● WHAT YOU HAVE TO DO: Could you retype the lines below, starting at the line holding "Target: car roof rail" and stopping at the line holding "Target: empty room", inclusive? Copy them exactly and drop the images.

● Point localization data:
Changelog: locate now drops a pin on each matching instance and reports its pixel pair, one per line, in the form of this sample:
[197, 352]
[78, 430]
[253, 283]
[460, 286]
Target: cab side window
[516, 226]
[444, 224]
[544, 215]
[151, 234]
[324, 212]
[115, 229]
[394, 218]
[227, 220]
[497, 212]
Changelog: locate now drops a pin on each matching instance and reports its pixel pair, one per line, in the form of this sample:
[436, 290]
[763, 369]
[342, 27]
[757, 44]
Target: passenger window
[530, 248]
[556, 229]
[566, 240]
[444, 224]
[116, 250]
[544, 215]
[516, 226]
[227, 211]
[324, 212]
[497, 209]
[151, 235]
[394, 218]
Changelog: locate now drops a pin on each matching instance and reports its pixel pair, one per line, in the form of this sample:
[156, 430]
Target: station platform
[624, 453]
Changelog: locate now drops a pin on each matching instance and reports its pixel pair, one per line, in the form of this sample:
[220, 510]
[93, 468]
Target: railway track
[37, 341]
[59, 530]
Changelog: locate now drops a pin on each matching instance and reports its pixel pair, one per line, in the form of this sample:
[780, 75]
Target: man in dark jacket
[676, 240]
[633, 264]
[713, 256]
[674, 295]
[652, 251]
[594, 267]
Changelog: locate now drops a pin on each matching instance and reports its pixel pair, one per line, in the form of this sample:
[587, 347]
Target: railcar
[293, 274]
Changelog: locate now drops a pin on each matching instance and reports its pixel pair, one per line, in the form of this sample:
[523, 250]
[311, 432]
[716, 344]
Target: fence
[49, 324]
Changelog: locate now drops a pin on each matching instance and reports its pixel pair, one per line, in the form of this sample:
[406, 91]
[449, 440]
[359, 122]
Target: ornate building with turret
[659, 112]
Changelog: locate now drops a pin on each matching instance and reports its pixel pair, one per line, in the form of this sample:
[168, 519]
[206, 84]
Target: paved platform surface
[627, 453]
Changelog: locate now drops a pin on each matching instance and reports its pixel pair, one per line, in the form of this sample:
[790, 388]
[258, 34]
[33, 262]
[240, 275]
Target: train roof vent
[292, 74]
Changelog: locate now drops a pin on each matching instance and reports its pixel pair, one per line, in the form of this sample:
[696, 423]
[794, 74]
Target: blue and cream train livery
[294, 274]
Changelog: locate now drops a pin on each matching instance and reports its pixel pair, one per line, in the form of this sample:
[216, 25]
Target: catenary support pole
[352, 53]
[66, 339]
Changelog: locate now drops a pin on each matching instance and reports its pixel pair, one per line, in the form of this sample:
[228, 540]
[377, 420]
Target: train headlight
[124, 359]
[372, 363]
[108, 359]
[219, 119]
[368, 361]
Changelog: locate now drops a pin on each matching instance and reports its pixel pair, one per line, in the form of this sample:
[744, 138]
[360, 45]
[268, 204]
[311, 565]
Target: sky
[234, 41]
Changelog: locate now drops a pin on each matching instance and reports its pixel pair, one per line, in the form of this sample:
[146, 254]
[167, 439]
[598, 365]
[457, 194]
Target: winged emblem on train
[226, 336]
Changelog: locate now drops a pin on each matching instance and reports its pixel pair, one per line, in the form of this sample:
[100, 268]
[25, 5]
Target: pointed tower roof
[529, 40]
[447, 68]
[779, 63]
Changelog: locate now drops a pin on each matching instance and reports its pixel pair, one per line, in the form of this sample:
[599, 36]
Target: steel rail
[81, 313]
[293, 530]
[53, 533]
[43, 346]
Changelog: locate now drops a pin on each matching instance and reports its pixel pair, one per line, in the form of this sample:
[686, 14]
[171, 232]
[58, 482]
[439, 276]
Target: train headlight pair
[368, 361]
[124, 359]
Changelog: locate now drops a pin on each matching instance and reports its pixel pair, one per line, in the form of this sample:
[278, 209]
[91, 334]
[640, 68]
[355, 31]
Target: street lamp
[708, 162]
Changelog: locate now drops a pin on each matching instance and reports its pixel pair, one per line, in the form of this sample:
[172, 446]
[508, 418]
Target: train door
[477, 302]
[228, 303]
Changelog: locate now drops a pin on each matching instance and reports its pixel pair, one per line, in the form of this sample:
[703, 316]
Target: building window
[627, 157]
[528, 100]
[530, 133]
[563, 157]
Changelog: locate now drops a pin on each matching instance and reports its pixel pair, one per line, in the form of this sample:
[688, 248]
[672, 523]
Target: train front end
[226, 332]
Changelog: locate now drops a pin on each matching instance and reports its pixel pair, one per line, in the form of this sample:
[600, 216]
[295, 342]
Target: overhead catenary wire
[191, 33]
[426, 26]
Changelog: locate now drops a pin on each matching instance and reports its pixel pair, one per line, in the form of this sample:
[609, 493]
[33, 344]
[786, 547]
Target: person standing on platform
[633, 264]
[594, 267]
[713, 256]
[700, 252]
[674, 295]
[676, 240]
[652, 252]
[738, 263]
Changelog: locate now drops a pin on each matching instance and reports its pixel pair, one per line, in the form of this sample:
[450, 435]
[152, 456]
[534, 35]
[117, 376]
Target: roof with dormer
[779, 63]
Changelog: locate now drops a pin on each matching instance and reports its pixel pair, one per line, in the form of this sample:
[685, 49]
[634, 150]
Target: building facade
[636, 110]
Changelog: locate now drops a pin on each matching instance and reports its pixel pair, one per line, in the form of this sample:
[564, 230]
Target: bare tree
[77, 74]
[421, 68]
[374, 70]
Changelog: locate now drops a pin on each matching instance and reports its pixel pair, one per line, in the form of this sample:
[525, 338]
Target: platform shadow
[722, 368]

...

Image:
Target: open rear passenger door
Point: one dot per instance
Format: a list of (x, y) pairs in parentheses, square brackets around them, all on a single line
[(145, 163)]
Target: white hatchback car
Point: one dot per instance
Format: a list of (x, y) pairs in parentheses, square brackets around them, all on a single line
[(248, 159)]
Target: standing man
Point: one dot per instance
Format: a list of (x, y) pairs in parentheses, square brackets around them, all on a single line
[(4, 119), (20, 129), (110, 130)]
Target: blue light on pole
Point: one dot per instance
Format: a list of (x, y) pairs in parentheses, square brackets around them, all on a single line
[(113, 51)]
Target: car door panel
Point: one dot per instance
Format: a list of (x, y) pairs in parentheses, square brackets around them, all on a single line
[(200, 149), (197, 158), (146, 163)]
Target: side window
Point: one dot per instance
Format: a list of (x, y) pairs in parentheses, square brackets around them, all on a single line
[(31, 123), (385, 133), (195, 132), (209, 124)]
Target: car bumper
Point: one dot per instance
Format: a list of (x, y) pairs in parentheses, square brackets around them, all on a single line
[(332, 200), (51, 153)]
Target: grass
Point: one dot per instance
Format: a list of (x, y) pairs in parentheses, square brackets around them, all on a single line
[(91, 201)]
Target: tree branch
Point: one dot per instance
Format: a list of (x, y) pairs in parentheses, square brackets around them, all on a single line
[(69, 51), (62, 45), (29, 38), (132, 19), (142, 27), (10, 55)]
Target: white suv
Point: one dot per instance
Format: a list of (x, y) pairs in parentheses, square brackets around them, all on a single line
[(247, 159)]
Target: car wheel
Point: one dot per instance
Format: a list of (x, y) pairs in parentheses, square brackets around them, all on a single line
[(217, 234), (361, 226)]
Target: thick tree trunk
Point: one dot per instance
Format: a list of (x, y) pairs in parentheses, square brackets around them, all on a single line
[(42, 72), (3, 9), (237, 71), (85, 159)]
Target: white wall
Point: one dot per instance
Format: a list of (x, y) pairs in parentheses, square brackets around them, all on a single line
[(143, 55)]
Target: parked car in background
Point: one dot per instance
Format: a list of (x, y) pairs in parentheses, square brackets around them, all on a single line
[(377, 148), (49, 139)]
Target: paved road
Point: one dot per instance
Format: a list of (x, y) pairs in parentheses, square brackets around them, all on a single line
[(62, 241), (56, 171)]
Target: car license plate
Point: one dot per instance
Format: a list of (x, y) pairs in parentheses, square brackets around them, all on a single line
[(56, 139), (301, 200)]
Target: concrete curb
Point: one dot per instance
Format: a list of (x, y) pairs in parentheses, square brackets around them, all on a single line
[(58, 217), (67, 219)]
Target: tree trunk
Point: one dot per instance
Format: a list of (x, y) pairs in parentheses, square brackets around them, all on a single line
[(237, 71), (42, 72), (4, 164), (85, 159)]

---

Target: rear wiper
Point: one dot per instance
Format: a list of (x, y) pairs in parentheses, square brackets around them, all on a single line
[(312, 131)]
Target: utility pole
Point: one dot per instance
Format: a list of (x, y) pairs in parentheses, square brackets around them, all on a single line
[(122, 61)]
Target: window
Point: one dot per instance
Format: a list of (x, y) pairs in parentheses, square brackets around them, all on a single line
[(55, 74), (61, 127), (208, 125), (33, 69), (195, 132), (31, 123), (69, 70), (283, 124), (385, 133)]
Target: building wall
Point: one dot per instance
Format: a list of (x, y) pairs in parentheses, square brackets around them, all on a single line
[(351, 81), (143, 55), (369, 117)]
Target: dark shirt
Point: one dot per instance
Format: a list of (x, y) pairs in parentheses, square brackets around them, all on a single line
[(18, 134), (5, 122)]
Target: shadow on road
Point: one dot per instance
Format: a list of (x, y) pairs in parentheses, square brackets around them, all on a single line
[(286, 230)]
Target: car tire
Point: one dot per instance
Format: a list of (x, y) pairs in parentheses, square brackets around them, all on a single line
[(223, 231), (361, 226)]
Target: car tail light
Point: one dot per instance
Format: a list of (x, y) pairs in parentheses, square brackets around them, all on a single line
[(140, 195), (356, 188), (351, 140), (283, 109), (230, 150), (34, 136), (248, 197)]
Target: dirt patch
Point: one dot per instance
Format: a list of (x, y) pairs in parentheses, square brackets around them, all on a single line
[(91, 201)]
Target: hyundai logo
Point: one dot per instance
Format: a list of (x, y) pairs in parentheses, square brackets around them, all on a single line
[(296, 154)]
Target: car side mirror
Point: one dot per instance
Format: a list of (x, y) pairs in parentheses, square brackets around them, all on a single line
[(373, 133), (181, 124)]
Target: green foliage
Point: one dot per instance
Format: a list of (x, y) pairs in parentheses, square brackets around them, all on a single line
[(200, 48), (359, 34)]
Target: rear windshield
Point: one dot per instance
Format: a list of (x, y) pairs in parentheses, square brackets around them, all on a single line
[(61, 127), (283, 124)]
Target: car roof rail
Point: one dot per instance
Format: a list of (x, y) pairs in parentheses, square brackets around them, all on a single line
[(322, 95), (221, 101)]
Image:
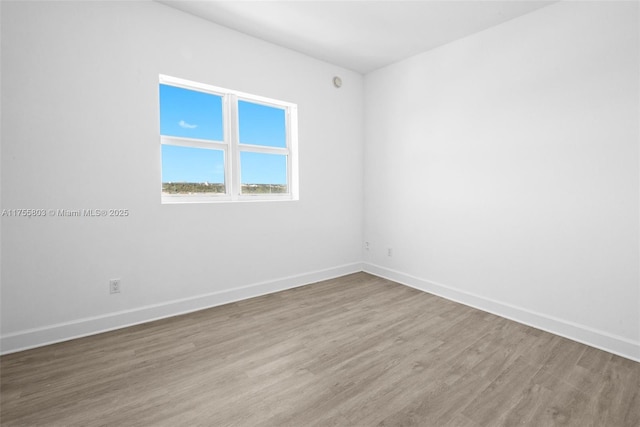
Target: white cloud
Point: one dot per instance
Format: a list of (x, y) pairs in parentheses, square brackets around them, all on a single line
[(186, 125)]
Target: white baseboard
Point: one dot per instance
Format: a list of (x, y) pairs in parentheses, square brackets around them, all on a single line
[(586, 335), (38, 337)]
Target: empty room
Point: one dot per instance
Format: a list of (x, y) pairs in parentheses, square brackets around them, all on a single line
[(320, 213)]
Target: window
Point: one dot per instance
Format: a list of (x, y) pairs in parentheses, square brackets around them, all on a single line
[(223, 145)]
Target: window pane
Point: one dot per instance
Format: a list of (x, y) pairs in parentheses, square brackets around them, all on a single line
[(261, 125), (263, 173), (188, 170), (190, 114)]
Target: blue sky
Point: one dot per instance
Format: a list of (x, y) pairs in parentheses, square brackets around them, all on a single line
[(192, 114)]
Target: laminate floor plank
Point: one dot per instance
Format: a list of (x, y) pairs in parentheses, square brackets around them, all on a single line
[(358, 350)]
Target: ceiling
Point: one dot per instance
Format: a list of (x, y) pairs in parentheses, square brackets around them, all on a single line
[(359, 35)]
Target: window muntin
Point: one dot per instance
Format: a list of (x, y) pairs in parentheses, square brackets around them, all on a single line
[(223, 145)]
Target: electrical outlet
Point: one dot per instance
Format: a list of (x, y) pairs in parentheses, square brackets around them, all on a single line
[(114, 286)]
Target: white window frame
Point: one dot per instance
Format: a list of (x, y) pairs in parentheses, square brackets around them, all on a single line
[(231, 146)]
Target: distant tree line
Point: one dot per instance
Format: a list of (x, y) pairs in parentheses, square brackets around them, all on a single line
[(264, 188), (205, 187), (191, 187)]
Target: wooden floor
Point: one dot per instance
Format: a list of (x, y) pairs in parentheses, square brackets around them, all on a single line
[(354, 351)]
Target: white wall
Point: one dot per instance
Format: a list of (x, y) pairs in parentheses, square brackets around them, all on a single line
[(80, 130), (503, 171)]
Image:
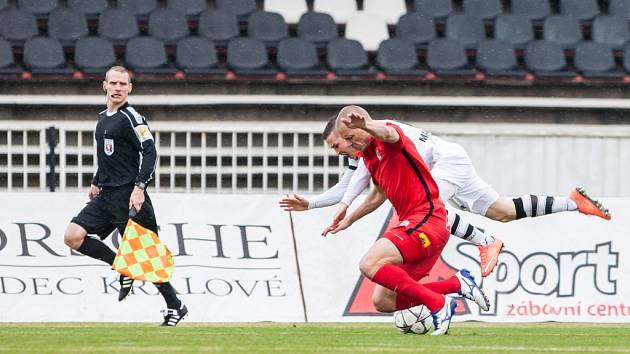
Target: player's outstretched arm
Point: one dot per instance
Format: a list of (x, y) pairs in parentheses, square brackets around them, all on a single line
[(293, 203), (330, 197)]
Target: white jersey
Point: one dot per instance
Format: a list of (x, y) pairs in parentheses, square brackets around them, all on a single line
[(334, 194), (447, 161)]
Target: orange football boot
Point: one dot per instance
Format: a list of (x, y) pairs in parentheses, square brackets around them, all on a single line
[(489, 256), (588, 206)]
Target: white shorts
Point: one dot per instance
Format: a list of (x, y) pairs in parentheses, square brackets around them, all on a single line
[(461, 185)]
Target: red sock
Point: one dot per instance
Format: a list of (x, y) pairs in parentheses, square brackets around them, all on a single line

● THE ANSWER:
Target: car roof rail
Point: one dot per instance
Format: a list of (x, y) pairs in parentheses, square brackets around them, all on a single line
[(322, 95), (221, 101)]
Image:
Target: white cloud
Point: one dot per instance
Format: a list of (x, y) pairs in parentheses, square brackets around them, all on a single line
[(186, 125)]
Target: white baseboard
Point: one dot per instance
Format: a list of (x, y) pairs in parentheses, square brackets around them, all on a single line
[(586, 335), (38, 337)]
Target: empty room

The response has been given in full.